◆ **WRITTEN PROBLEM 1**:
Please turn the records below the forum thread into a numbered list, omitting blank lines and the pictures.

◆ **SOURCE PASSAGE**:
..............................
You can shove that noob crap where the sun don't shine. On this forum I might be new. But I have owned my 240sx since 1996. Where were you? 1st grade? Have you even driven a car yet? Come talk to me when you get some actual wrench turning experience and not regurgetated knowledge you got off of here. As far as this thread goes, you aren't helping any either so don't get all high and mighty with me. 93blackser is the only one that has posted anything useful on this thread. He didn't ask what your opinion was on getting an R34 bodykit for his car. He asked if anyone could point him in the right direction because that is what he wants to do.


----------



## ronaldo (Feb 23, 2004)

i like how your talkin about useful information, when you yourself go on ramblin about nsx honda/acura bullshit, tell me what the hell you said that was so productive.... the guy wants to see wat the kit look like.. fuckin hypocrite
i admit i kept the nsx bs goin too, but only cause of a stupid previous statement you had made


----------



## howling_S13 (Feb 12, 2004)

Sweet, it's dead horse beating time. Check my last post again idiot. Tell me where it says Honda, Acura, or NSX. I didn't realize their are so many closet Honda lovers on here. 

Bullet23 I found a site that has the S15 front end conversion if that helps. I'm not positive, but I think you have to have the S15 headlights to do the R34 conversion. Maybe someone can verify that. Bodykits aren't my thing, but try here.

http://www.jspec.com/s15conversion.html


----------



## Johny5 (Sep 29, 2003)

"you have to have the s15 headlights to do the r34 conversion" 

and you're sitting here trying to justify jsp3c's so-called "Stupidity" with you're "i've been wrench turning blah blah blah since 1996 remark. any dumbass whos been researching nissans for more than 3 months can figure the difference between r34/s15. christ dude, don't fill this thread with your ignorant bullshit.

my advice, you'll need custom fenders, as i don't believe the front ends are the same widths. you'll obviously need the r34 headlights/maybe (probably) custom fitted hood/r34 bumper/r34 bumper lights/r34 grill of some sort/and some really custom fabbed core support work. your best bet imo is the r33 look-alike bumper then convert to kouki style lights, looks pretty agressive imo.


----------



## HondaHater (Aug 27, 2003)

dont forget this:


howling_S13 said:


> ...and calling an Acura NSX a Honda :dumbass:


he dont know shit at all. and he also called somebody a dumbass. haha. 


:dumbass:


----------



## howling_S13 (Feb 12, 2004)

HondaHater said:


> dont forget this:
> 
> he dont know shit at all. and he also called somebody a dumbass. haha.
> 
> ...
..............................
◆ **WRITTEN PROBLEM 2**:
What web address does howling_S13 post in the forum thread above for the S15 front end conversion?

◆ **RECORDS**:
..............................
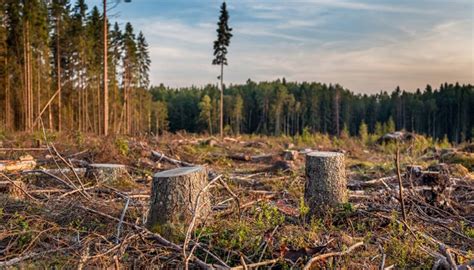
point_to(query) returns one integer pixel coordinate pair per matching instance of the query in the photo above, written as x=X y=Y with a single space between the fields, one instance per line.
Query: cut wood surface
x=326 y=184
x=24 y=163
x=173 y=198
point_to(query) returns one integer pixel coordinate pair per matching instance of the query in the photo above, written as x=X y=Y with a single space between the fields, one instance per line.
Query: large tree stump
x=326 y=184
x=174 y=200
x=111 y=173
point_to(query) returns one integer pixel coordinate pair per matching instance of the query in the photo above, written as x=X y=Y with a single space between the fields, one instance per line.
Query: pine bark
x=174 y=197
x=326 y=184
..............................
◆ **WRITTEN ANSWER 1**:
1. point_to(query) returns one integer pixel coordinate pair per matching instance of the query in the photo above, written as x=X y=Y with a single space between the fields, one instance per line.
2. Query: cut wood surface
3. x=326 y=184
4. x=24 y=163
5. x=173 y=198
6. point_to(query) returns one integer pixel coordinate pair per matching instance of the query in the photo above, written as x=X y=Y with a single space between the fields, one instance per line.
7. Query: large tree stump
8. x=326 y=184
9. x=174 y=200
10. x=111 y=173
11. point_to(query) returns one integer pixel coordinate pair per matching instance of the query in the photo above, written as x=X y=Y with a single space between the fields, one instance per line.
12. Query: pine bark
13. x=174 y=197
14. x=326 y=184

◆ **WRITTEN ANSWER 2**:
http://www.jspec.com/s15conversion.html